Article
Closed amaltaro closed 3 months ago
@amaltaro I confirm I recently saw this error message from cmssrv810
node at FNAL. Maybe we can investigate if it is feasible applying the desired changes to the FNAL admins in an amount time decent for us?
Note there was a new wlcg-voms-cms package version this month:
http://linuxsoft.cern.ch/wlcg/centos7/x86_64/
CERN and FNAL hosts are using the same VOMS server, while our containers based on cmsweb-base are using 2 other older servers.
More info:
We seem to install this package at some point in cmsweb-base: https://github.com/dmwm/CMSKubernetes/blob/169a72709365ad6e9d7acb8ad789880018f03fcc/docker/cmsweb-base/Dockerfile#L11
And copy the files from the package in dmwm-base, which is then inherited by others like wmagent: https://github.com/dmwm/CMSKubernetes/blob/169a72709365ad6e9d7acb8ad789880018f03fcc/docker/pypi/dmwm-base/Dockerfile#L10
The VOMS cms server list is different than in standard CERN or FNAL hosts. On the hosts, both CERN and FNAL redirect to only 1 server in particular (maybe due to the new update in the package above?).
Inside WMAgent docker, 2 other servers are used.
Note I am not sharing the output in order not to expose the specific VOMS server endpoints.
E.g.: Inside WMagent container:
$ ls /etc/vomses/
On lxplus: VOMSES dir:
[khurtado@lxplus946 ~]$ ls /etc/vomses/cms*
On FNAL HOST (e.g.: cmssrv810), single vomses configuration file:
[cmsdataops@cmssrv810 ~]$ cat /etc/vomses| grep cms
@khurtado I created this issue in our wmcore-docs repository: https://gitlab.cern.ch/dmwm/wmcore-docs/-/issues/2 just so we can better discuss and log our investigation. Do you think you could look into this?
About the cmsweb-base image, indeed this is something we need to discuss with Aroosha in the coming days.
@amaltaro FNAL/CERN hosts use the voms-clients-java package. This provides voms-proxy-init3 (v3).
We have been using voms-proxy-init2 in WMAgent, which has some incompatibility with CERN IAM servers after their latest updates. Installing the v3 java based package fixes the issue with CERN VOMS servers (voms-proxy-init is automatically linked to use this version, so nothing else to do).
Here is a PR that fixes the issue. I am showing the output with exit code 0 from the VOMS server we had issues with on gitlab docs.
https://github.com/dmwm/CMSKubernetes/pull/1497 https://gitlab.cern.ch/dmwm/wmcore-docs/-/issues/2
@amaltaro @khurtado I personally, had bad experience with a previous version of this java package few years ago while working with the CRAB3 machines. But honestly I do not remember the details any more, so I could not express a strong opinion on the matter.
About a workaround of the problem at hand. Usually, upon retry with manage renew-proxy
the operation succeeds (maybe because it retries with the other server). So if we are sure we target to avoid the installation of the java package, for the time being, we can do two things to assure the startup of the containers with a freshly renewed proxy. ( And I say freshly renewed at startup, because this error can be observed only if we try to renew an already existing proxy preserved at the host from a previous container, for the long term run of the container the cronjob is about to retry those operations and will eventually succeed)

Excerpted records
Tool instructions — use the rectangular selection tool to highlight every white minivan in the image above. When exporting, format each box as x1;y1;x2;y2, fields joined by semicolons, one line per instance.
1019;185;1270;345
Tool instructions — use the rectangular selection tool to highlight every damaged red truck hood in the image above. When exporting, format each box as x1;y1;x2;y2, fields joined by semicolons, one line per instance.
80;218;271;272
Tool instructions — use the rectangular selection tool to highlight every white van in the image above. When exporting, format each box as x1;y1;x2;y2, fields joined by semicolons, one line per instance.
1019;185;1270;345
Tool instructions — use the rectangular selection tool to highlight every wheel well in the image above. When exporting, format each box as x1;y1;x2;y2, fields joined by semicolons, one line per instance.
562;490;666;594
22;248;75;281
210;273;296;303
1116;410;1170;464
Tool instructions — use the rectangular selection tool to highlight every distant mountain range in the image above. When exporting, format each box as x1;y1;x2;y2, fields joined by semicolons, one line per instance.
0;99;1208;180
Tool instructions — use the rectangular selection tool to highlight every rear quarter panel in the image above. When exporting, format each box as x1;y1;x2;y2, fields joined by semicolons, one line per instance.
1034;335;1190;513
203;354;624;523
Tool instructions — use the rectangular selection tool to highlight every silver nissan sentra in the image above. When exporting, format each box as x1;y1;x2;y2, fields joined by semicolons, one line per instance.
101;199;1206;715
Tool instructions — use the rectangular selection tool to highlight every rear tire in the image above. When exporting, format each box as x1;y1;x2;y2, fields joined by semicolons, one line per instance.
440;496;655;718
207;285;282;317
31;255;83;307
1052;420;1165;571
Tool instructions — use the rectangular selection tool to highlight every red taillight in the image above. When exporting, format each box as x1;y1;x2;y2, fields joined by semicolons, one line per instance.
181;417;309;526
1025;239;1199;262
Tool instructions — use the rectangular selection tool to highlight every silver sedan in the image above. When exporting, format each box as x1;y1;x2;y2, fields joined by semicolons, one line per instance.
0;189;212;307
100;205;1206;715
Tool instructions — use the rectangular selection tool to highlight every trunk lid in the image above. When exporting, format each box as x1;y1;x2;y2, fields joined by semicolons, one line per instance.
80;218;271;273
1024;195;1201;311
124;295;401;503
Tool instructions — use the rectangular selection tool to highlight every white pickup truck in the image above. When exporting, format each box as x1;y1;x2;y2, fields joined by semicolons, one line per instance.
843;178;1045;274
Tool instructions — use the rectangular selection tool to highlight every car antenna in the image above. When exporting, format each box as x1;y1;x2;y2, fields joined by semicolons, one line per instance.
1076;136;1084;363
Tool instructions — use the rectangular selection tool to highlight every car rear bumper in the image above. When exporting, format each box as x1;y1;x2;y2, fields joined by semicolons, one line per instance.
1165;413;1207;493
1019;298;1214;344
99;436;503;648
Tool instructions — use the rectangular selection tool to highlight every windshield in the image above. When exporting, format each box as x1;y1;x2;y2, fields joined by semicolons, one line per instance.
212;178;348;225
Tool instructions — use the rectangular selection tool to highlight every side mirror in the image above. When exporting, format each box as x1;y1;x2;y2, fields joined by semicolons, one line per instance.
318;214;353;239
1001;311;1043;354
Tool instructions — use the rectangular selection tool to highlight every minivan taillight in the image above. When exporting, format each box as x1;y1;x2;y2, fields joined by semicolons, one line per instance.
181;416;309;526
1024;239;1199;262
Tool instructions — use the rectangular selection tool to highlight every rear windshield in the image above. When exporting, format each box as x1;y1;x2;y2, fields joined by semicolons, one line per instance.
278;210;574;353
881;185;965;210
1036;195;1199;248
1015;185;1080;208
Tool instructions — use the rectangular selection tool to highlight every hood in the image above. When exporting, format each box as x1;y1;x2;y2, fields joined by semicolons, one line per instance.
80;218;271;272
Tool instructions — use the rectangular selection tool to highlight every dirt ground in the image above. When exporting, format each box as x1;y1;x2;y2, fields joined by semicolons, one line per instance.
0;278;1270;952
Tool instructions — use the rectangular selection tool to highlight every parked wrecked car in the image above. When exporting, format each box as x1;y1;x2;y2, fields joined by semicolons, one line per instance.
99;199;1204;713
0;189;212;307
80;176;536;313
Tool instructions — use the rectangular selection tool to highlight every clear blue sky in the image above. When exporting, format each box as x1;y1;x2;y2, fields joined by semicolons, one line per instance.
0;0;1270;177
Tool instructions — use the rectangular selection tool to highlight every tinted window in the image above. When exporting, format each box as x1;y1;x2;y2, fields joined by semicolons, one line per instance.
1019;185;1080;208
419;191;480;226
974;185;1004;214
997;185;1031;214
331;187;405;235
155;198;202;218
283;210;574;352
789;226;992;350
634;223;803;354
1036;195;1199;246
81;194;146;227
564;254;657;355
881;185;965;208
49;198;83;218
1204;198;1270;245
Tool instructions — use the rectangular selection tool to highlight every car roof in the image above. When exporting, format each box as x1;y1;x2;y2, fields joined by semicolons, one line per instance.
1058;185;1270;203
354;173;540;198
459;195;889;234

Aim of the task
Carry on the thread about VOMS proxy renewal in the WMAgent containers, starting right after its final sentence.

Answer to this task
_renew_proxy
call at this line: https://github.com/dmwm/CMSKubernetes/blob/169a72709365ad6e9d7acb8ad789880018f03fcc/docker/pypi/wmagent/init.sh#L676:
(_renew_proxy) || { err=$?; echo "ERROR: _renew_proxy"; exit $err ;}
AND
_renew_proxy
function here: https://github.com/dmwm/CMSKubernetes/blob/169a72709365ad6e9d7acb8ad789880018f03fcc/docker/pypi/wmagent/bin/manage-common.sh#L322
$myproxyCmd && $vomsproxyCmd
like that:
($myproxyCmd && $vomsproxyCmd) || ($myproxyCmd && $vomsproxyCmd)
So the combination of these two measures will definitely fix the problem we currently have with this version of voms_proxy_init
... well.... when it comes to the future of tokens etc. I cannot predict if we are delaying a problem here actually or not. Because, honestly, I was left with the impression, once we move to tokens we should not bother any more for voms-proxy.... stuff etc. but maybe I was getting it wrong.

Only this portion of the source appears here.